>> Start Record set

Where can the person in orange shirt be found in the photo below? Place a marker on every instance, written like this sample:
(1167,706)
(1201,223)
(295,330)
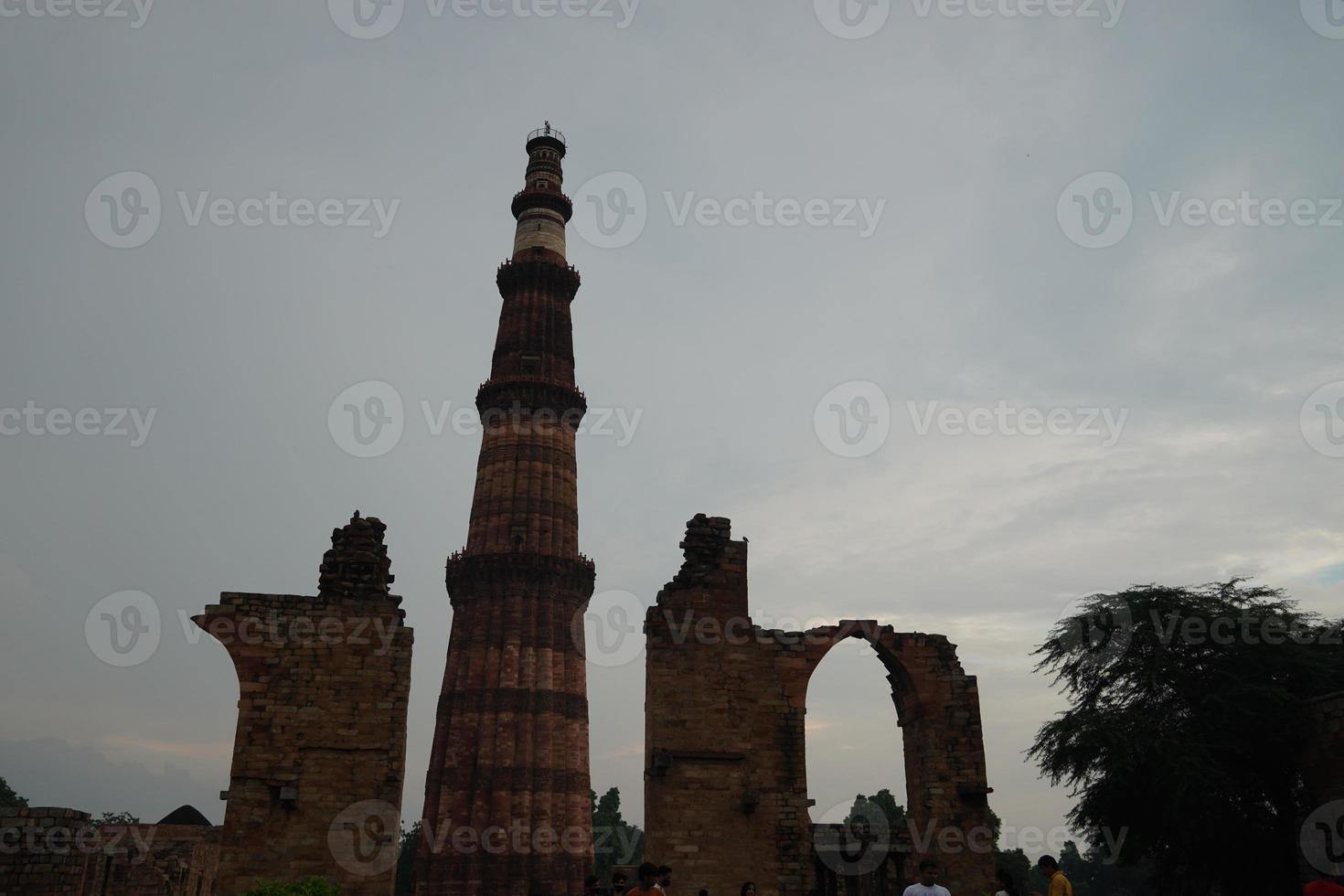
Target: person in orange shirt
(648,875)
(1326,885)
(1060,884)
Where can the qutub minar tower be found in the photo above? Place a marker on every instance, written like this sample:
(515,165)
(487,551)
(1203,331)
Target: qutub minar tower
(507,806)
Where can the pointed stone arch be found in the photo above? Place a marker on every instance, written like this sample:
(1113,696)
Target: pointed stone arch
(726,795)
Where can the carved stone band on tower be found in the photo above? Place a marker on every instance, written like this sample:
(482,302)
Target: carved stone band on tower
(507,806)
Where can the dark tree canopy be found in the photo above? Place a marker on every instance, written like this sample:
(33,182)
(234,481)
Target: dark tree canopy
(1184,716)
(614,841)
(880,810)
(8,797)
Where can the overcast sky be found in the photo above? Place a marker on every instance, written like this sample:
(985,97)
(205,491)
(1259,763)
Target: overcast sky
(914,232)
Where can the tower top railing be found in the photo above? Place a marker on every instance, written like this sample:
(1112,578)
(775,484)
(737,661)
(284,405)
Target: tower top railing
(548,132)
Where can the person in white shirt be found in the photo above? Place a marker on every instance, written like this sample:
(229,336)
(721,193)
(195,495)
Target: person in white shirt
(928,884)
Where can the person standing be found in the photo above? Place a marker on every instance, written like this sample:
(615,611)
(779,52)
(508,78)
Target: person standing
(928,884)
(1006,884)
(1060,884)
(648,876)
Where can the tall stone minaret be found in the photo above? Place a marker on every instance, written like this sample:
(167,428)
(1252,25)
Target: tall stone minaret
(507,804)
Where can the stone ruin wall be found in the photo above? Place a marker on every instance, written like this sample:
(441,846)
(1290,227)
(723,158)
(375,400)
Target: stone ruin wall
(320,749)
(726,795)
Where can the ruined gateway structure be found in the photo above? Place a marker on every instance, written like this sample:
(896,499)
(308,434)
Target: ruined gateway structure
(320,750)
(726,795)
(319,755)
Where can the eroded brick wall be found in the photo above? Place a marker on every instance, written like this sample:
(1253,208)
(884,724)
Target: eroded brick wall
(320,750)
(154,860)
(1323,753)
(726,797)
(43,850)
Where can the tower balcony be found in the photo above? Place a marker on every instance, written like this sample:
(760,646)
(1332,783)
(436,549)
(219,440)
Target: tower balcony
(548,136)
(557,202)
(546,272)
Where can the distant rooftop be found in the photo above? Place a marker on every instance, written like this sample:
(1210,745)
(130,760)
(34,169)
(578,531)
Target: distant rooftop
(186,816)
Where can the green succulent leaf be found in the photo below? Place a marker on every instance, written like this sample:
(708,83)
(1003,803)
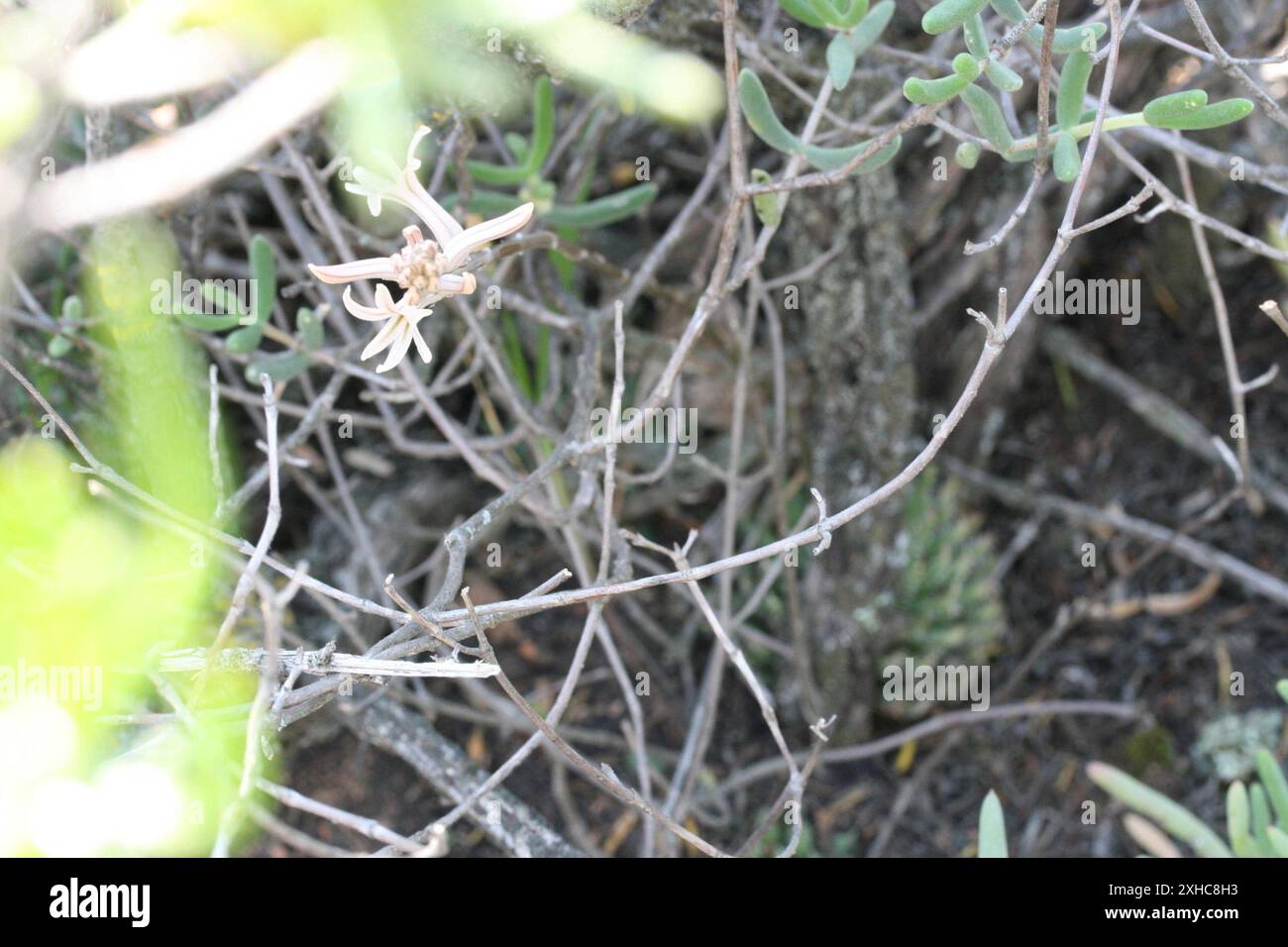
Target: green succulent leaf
(975,35)
(948,14)
(1239,821)
(1175,818)
(1276,788)
(263,269)
(992,828)
(532,155)
(245,339)
(1278,841)
(281,367)
(209,322)
(73,309)
(760,114)
(853,14)
(1261,821)
(601,210)
(831,158)
(769,209)
(309,329)
(1189,111)
(1009,9)
(871,27)
(804,12)
(1067,159)
(1073,88)
(988,118)
(967,155)
(926,91)
(840,60)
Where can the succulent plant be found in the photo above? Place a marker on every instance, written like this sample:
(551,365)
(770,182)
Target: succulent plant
(1256,814)
(945,607)
(855,27)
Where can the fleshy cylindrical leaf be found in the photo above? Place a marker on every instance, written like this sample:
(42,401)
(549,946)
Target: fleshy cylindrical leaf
(871,27)
(948,14)
(988,118)
(1067,159)
(1173,817)
(1073,89)
(967,155)
(992,828)
(760,114)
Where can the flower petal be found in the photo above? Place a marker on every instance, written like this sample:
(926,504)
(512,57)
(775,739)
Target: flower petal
(382,339)
(375,268)
(458,283)
(412,195)
(399,348)
(468,241)
(421,346)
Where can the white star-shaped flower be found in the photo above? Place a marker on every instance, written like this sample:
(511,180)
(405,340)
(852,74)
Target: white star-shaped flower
(426,269)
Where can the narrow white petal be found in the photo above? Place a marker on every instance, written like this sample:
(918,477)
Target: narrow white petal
(382,299)
(382,339)
(458,283)
(441,223)
(399,348)
(375,268)
(468,241)
(421,346)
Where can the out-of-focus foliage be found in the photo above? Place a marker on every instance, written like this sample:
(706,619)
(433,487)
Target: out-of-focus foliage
(945,607)
(1256,813)
(467,52)
(86,592)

>> End Record set

**What is being asked**
Change every "Place a marker" in the listing to "Put a dot", keeping everything else as it is, and leave the pictures out.

**Answer to this problem**
Where can the person in orange shirt be found in the photo below? Put a dot on every instance, written like this sample:
(1167,706)
(1201,223)
(295,330)
Target: person in orange shirt
(648,875)
(1326,885)
(1060,884)
Where can the qutub minar tower be found in the photo above? Put a dot on every instance, written like this sample:
(515,165)
(487,551)
(1203,331)
Target: qutub minar tower
(507,806)
Where can the pointed stone arch be found in the photo above? Put a dot on every instance, written like this sample:
(1113,696)
Target: pointed stone arch
(726,795)
Where can the carved stone band on tower be found in the photo above? Put a dot on every instance, written like this sample:
(482,302)
Target: carved stone band on tower
(507,806)
Where can the dark tree canopy be found in the photo above? Put a dot on every instance, written like this sample:
(33,182)
(234,481)
Target: dark tree canopy
(1184,716)
(614,841)
(880,810)
(8,797)
Where can the overcast sky be found in the photo above? Put a dot on every instance, written like this sample:
(985,97)
(205,491)
(1259,763)
Target: overcast sky
(914,232)
Where can the tower top railing be found in the photo above? Put a dot on every instance, written like this sample:
(1112,578)
(775,484)
(737,661)
(284,405)
Target: tower top railing
(548,132)
Where can the person in white shirt be found in the photo above? Put a dot on every instance, written like this sample:
(229,336)
(721,193)
(195,495)
Target: person in white shirt
(928,884)
Where can the person standing be found in the photo above? Put a dot on every instance, written like this sample:
(615,611)
(779,52)
(508,78)
Target: person standing
(928,884)
(1006,884)
(1060,884)
(648,876)
Where can the tall stone minaret be found in the photo above? Put a dot on every instance, written like this sample:
(167,428)
(1252,25)
Target: tall stone minaret
(507,804)
Where can the stone ruin wall be found in the photo above? Put a dot on every instance, written like this sample:
(441,846)
(1290,227)
(723,158)
(375,400)
Target: stone ruin wall
(320,749)
(726,795)
Where can the ruined gateway structure be found in the photo above? Put a dot on every instance, written like this sample:
(896,499)
(308,434)
Target: ruined gateway structure
(320,750)
(726,795)
(319,755)
Where can the eroded brick wall be found in the photo above? Put a dot on every instance, written like this sample:
(1253,208)
(884,724)
Target: eroded brick wall
(320,750)
(154,860)
(1323,753)
(726,797)
(43,850)
Where can the tower balcony be found in the photo above? Put a dot on every instance, written like this sample:
(760,646)
(1332,783)
(436,549)
(219,440)
Target: tower balcony
(548,136)
(557,202)
(546,272)
Where can the distant rooftop be found in the photo above? Put a dot on every instance, written like this sample:
(1210,745)
(130,760)
(34,169)
(578,531)
Target: distant rooftop
(186,816)
Where can the green succulent leaf be found in the photo below? Put a dot on every instance, written like this sample:
(708,83)
(1003,803)
Target: green succulent leaf
(975,35)
(948,14)
(1239,821)
(1175,818)
(1276,788)
(263,269)
(992,828)
(532,155)
(245,339)
(1278,841)
(281,367)
(209,322)
(73,309)
(760,114)
(853,14)
(1261,821)
(601,210)
(831,158)
(769,209)
(309,329)
(1189,111)
(1009,9)
(871,27)
(804,12)
(1067,159)
(1073,88)
(988,118)
(967,155)
(926,91)
(840,60)
Where can the succulent plant be found in the photo above? Put a dot on every instance, written like this sample:
(551,365)
(770,182)
Target: succulent plant
(1256,814)
(945,607)
(855,27)
Where can the fleshy cylindrical leaf be found in the photo above? Put a dot on every instance, written like this sample:
(42,401)
(549,946)
Target: fleshy cylindrical leaf
(871,27)
(948,14)
(988,118)
(1067,159)
(1173,817)
(1073,89)
(967,155)
(992,828)
(760,114)
Where can the flower petal be found in the photo above? Put a dot on every instance, written like this sample:
(926,504)
(512,57)
(775,739)
Target: flower petal
(382,339)
(375,268)
(458,283)
(412,195)
(399,348)
(468,241)
(421,346)
Where can the white star-shaped flower be found in the photo above? Put a dot on every instance, written like this sample:
(511,180)
(405,340)
(852,74)
Target: white star-shaped flower
(426,269)
Where can the narrow white petal be found in the photo above? Put a dot on every instance, written like this sample:
(918,477)
Target: narrow white petal
(382,299)
(382,339)
(458,283)
(441,223)
(399,348)
(375,268)
(468,241)
(421,346)
Where can the out-of-focus foliage be found in the photo above? Put a dot on every instance, written like this sample:
(706,619)
(433,487)
Target: out-of-focus foliage
(945,607)
(1256,813)
(467,52)
(86,592)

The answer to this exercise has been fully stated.